* _WHAT IS BEING ASKED_:
Could you output the whole listing exactly as it stands, minus any images?

* _PROVIDED MATERIAL_:
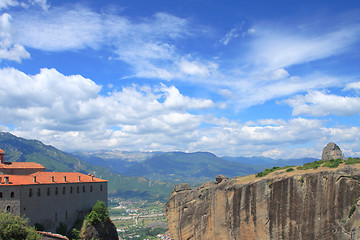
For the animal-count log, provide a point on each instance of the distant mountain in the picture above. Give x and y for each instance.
(116, 161)
(22, 150)
(189, 167)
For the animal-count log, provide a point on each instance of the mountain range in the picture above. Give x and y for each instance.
(138, 174)
(22, 150)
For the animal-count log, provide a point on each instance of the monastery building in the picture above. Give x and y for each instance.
(47, 198)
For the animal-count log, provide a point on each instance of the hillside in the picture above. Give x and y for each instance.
(190, 167)
(22, 150)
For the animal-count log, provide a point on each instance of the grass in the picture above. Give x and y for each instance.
(270, 170)
(313, 165)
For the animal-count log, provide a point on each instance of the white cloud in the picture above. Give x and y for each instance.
(196, 68)
(69, 113)
(8, 49)
(353, 85)
(6, 3)
(58, 30)
(278, 49)
(61, 109)
(317, 103)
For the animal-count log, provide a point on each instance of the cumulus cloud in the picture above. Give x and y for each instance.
(318, 103)
(352, 85)
(6, 3)
(9, 49)
(278, 49)
(52, 106)
(69, 112)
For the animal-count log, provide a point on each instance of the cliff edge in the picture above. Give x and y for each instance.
(302, 204)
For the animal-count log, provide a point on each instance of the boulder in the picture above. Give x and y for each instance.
(332, 152)
(182, 187)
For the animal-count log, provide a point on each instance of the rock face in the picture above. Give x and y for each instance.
(332, 151)
(317, 204)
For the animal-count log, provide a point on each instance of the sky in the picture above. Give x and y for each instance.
(278, 79)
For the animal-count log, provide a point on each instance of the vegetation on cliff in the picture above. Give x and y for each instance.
(333, 163)
(14, 227)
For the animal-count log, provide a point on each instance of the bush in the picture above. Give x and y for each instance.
(352, 161)
(14, 227)
(352, 210)
(62, 229)
(99, 213)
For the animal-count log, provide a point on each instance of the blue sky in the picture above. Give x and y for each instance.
(239, 78)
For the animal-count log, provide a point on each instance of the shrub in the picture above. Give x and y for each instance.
(99, 213)
(62, 228)
(352, 210)
(14, 227)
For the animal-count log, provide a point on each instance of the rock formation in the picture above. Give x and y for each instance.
(332, 151)
(307, 204)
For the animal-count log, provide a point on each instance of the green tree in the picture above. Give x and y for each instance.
(14, 227)
(99, 213)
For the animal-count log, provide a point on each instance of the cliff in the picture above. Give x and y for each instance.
(302, 204)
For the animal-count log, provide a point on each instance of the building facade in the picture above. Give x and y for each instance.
(48, 198)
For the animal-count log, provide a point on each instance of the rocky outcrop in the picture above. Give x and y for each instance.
(312, 204)
(332, 151)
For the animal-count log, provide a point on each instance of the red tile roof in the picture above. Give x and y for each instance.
(21, 165)
(49, 178)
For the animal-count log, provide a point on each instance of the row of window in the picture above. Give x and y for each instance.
(12, 195)
(48, 192)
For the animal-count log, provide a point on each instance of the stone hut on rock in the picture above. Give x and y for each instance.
(47, 198)
(332, 152)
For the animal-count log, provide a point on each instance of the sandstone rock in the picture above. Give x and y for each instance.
(182, 187)
(332, 151)
(220, 178)
(311, 205)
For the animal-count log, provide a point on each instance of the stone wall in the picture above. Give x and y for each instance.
(52, 204)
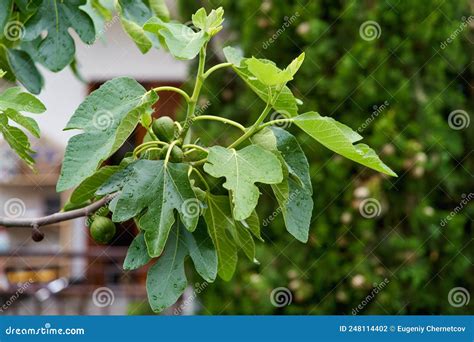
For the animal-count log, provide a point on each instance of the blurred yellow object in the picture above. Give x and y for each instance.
(18, 277)
(46, 275)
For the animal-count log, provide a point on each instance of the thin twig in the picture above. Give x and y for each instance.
(57, 217)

* _RESULT OF THIS TASK_:
For the animal-count log, provide a point on each instance of the distant mountain in the picture above. Give x and y for each instance.
(116, 161)
(22, 150)
(189, 167)
For the animal-count log, provide a point on each instance of the mountain range in the picture above. Give x and y for each instance.
(138, 174)
(22, 150)
For the animal-count log, provide a point on each instance of the monastery building in the picture above. Give x and y for each instance.
(47, 198)
For the animal-count log, provide a point on each instance of the hillside in the picture above. Give x and y for each instance.
(190, 167)
(22, 150)
For the animal-count log, provide a point on each instance of the grass in the picture above. Give x and y for each instance.
(270, 170)
(313, 165)
For the animal-count log, provide a point on each instance of the white cloud in the picture above. Give x and y for each instance.
(196, 68)
(69, 113)
(8, 49)
(353, 85)
(6, 3)
(58, 30)
(278, 49)
(61, 109)
(317, 103)
For the animal-count log, provide a point on each instance of the cumulus cloud in the picture above. Give x and y for each instance.
(318, 103)
(352, 85)
(6, 3)
(9, 49)
(278, 49)
(52, 106)
(69, 112)
For the animal-count log, provide a point on each instance of the cliff edge in the picture above. Give x and y for each instance.
(302, 204)
For the animal-count log, provide a point on each instance of the boulder in the picture above. Give x and y for each instance.
(332, 152)
(182, 187)
For the animal-count log, provide a point on each instance of the rock face in the picture above. Give x and y for each instance.
(332, 151)
(317, 204)
For the animal-count log, provide a point on each instance of the sky in the picture above. Give x and y for each instance.
(278, 79)
For the animal-count log, provide a point on each instance of the vegetation on cliff in the picture above. Give x and y for each instance.
(333, 163)
(14, 227)
For the animal-count log, provide a point on each instance of the bush in the picture above. Give x and y for each instance.
(352, 161)
(14, 227)
(352, 210)
(62, 229)
(99, 213)
For the animal-count log, provide a point on each instance of the blue sky in the picture above. Give x and y for each instance.
(239, 78)
For the animal-count log, provide a point on each instance of the shrub in the picture above. Give x and y for each instance.
(99, 213)
(62, 228)
(352, 210)
(14, 227)
For the animal-count log, provide a point on each instance of the rock formation in the picture above. Give x and y for each instance.
(332, 151)
(307, 204)
For the animal-count log, provide a point on each instance of the green tree in the picture above. Give x and y for each instance.
(14, 227)
(99, 213)
For the animal-count log, provide a point on each instance of the cliff in the picture above. Give x and y for each instance.
(302, 204)
For the animal-count log, provide a point on each instance of the building facade in the picture above. Give x and y for each instance.
(48, 198)
For the animal-count log, provide a point on each instance of the rocky outcrop in the picture above. Give x and y for each instance.
(312, 204)
(332, 151)
For the animal-count log, provide a point on each instance of the red tile roof in the picture above. Give x and y for each instance.
(21, 165)
(49, 178)
For the animal-count log, provide a point on each instance of the row of window in the picture above. Give x and y for each instance.
(12, 195)
(48, 192)
For the animal-count log, provide a point on each instance of the stone hut on rock in the picture above. Give x and y for each instance.
(47, 198)
(332, 152)
For the animal-count log, provide a point on each instance of the sandstone rock in the picture above. Give x and y for each instance.
(182, 187)
(332, 151)
(220, 178)
(311, 205)
For the animal-count log, provide a point on each instance of the stone wall in the picture above. Give x and y for each instance.
(52, 204)
For the animal-count log, provide a point on each instance of the blurred yellow object in the picture above. Give x and y for each instance.
(18, 277)
(46, 275)
For the animal-count log, provide a point on each instance of the thin twig in the picture above. Give x and y for each instance.
(57, 217)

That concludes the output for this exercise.